» **Exercise**: Reproduce word for word the stretch of lines from the very beginning through the line containing "40L551 175L564 285L608", and leave the pictures out.

» **Data to use**:
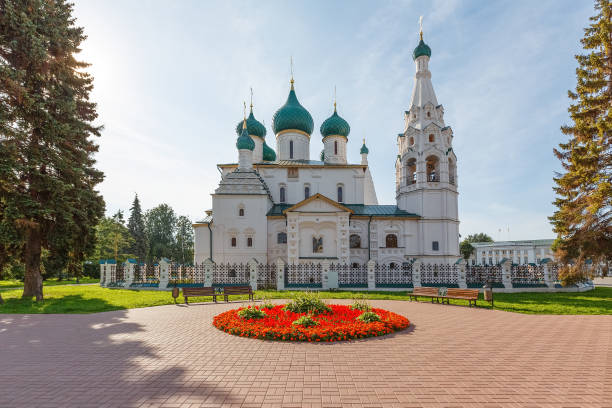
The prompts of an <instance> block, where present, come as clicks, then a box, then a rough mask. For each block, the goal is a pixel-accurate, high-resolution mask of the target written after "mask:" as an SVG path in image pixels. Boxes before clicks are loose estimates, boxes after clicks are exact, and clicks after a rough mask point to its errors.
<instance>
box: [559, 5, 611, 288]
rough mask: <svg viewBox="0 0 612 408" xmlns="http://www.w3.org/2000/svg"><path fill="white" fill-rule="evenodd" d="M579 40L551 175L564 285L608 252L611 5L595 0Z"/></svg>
mask: <svg viewBox="0 0 612 408" xmlns="http://www.w3.org/2000/svg"><path fill="white" fill-rule="evenodd" d="M595 11H596V15H595V16H594V17H591V18H590V21H591V23H590V25H589V26H588V27H587V28H585V30H584V32H585V35H584V38H583V39H582V40H581V43H582V45H583V47H584V49H585V51H587V53H586V54H585V55H577V56H576V60H577V61H578V68H577V69H576V76H577V86H576V91H575V92H572V91H569V92H568V94H569V98H570V99H571V100H572V101H573V102H572V104H571V105H570V107H569V109H568V111H569V114H570V117H571V119H572V122H573V124H571V125H567V126H563V127H561V131H562V132H563V133H564V134H566V135H568V136H569V140H568V141H567V142H564V143H560V144H559V148H558V149H555V150H554V152H555V155H556V156H557V158H559V160H560V161H561V164H562V167H563V170H564V171H563V173H559V174H556V177H555V178H554V181H555V184H556V186H555V187H554V191H555V192H556V194H557V198H556V199H555V201H554V204H555V206H556V207H557V210H556V211H555V213H554V215H553V216H552V217H550V220H551V222H552V224H553V230H554V231H555V232H556V233H557V240H556V242H555V244H554V248H555V251H556V255H557V258H558V259H560V260H561V261H562V262H563V263H565V264H569V263H571V264H572V265H571V266H566V267H564V268H562V271H561V279H562V281H563V282H564V283H566V284H571V283H575V282H577V281H581V280H584V279H586V278H588V273H586V271H585V268H584V265H585V262H586V261H587V260H589V259H590V260H592V261H593V262H595V263H599V262H604V261H609V260H610V258H611V256H612V147H611V140H612V22H611V17H612V5H611V3H610V0H596V1H595Z"/></svg>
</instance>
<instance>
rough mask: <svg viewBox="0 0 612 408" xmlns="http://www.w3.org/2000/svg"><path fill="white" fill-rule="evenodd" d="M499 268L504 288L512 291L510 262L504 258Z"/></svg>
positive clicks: (511, 268)
mask: <svg viewBox="0 0 612 408" xmlns="http://www.w3.org/2000/svg"><path fill="white" fill-rule="evenodd" d="M501 266H502V282H503V284H504V288H506V289H512V261H511V260H510V259H507V258H506V259H504V260H503V261H502V263H501Z"/></svg>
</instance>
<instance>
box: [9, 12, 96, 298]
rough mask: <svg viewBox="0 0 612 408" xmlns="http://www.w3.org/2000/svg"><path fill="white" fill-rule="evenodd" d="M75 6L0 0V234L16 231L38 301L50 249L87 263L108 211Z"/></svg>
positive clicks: (87, 74) (12, 232)
mask: <svg viewBox="0 0 612 408" xmlns="http://www.w3.org/2000/svg"><path fill="white" fill-rule="evenodd" d="M72 11H73V6H72V4H70V3H67V2H66V1H65V0H0V135H2V136H1V138H2V143H0V202H1V203H2V204H1V207H0V208H2V213H1V214H0V223H2V224H3V226H2V228H0V229H1V230H2V231H4V232H3V234H2V236H0V239H1V240H6V239H7V236H8V235H11V234H14V235H17V236H18V241H19V242H20V243H22V245H23V259H24V263H25V266H26V273H25V282H24V291H23V297H26V298H27V297H32V296H35V297H36V300H37V301H40V300H42V299H43V290H42V276H41V272H40V266H41V252H42V249H43V248H49V249H51V250H52V251H53V252H55V253H56V252H57V251H58V250H61V251H63V252H64V253H66V251H67V249H68V248H70V249H69V250H68V251H67V252H68V255H67V257H64V256H63V255H62V256H60V258H62V259H69V258H71V259H73V260H75V261H80V260H82V259H83V257H84V256H85V255H86V254H87V252H88V251H90V250H91V248H93V236H94V234H93V231H92V230H93V228H94V226H95V225H96V224H97V221H98V219H99V218H100V217H102V216H103V213H104V201H103V200H102V197H101V196H100V194H99V193H98V192H97V191H96V190H95V186H96V185H97V184H98V183H100V182H101V181H102V179H103V174H102V172H100V171H98V170H96V169H95V168H94V164H95V161H94V159H93V157H92V155H93V153H95V152H96V151H97V149H98V148H97V145H96V144H95V143H94V141H93V140H92V136H99V135H100V130H101V128H100V127H98V126H96V125H94V124H93V121H94V120H95V119H96V118H97V113H96V104H95V103H93V102H92V101H90V99H89V95H90V92H91V90H92V87H93V78H92V77H91V76H90V75H89V74H88V73H87V72H86V71H85V69H86V68H87V66H88V65H87V64H86V63H84V62H80V61H78V60H77V59H76V58H75V54H77V53H78V52H79V51H80V48H79V47H80V44H81V42H82V41H83V40H84V39H85V35H84V33H83V29H82V28H81V27H77V26H76V25H75V19H74V18H73V17H72ZM58 264H59V262H58Z"/></svg>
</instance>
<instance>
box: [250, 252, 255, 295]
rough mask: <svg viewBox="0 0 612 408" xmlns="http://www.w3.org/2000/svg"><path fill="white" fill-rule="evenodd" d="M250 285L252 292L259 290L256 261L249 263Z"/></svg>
mask: <svg viewBox="0 0 612 408" xmlns="http://www.w3.org/2000/svg"><path fill="white" fill-rule="evenodd" d="M249 283H250V284H251V289H252V290H254V291H255V290H257V261H256V260H254V259H251V260H250V261H249Z"/></svg>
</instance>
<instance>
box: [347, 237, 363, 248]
mask: <svg viewBox="0 0 612 408" xmlns="http://www.w3.org/2000/svg"><path fill="white" fill-rule="evenodd" d="M349 243H350V246H351V248H361V237H360V236H359V235H357V234H351V236H350V237H349Z"/></svg>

» **Finished task**:
The prompts of an <instance> block, where present, come as clicks, then a box, then a rough mask. For each block, the goal is a pixel-accurate, high-resolution mask of the target written after "mask:" as an SVG path in image pixels. Boxes before clicks are loose estimates, boxes after clicks are exact, and clicks after a rough mask point to its errors.
<instance>
box: [559, 5, 611, 288]
rough mask: <svg viewBox="0 0 612 408" xmlns="http://www.w3.org/2000/svg"><path fill="white" fill-rule="evenodd" d="M579 40L551 175L564 285L608 252L611 5L595 0Z"/></svg>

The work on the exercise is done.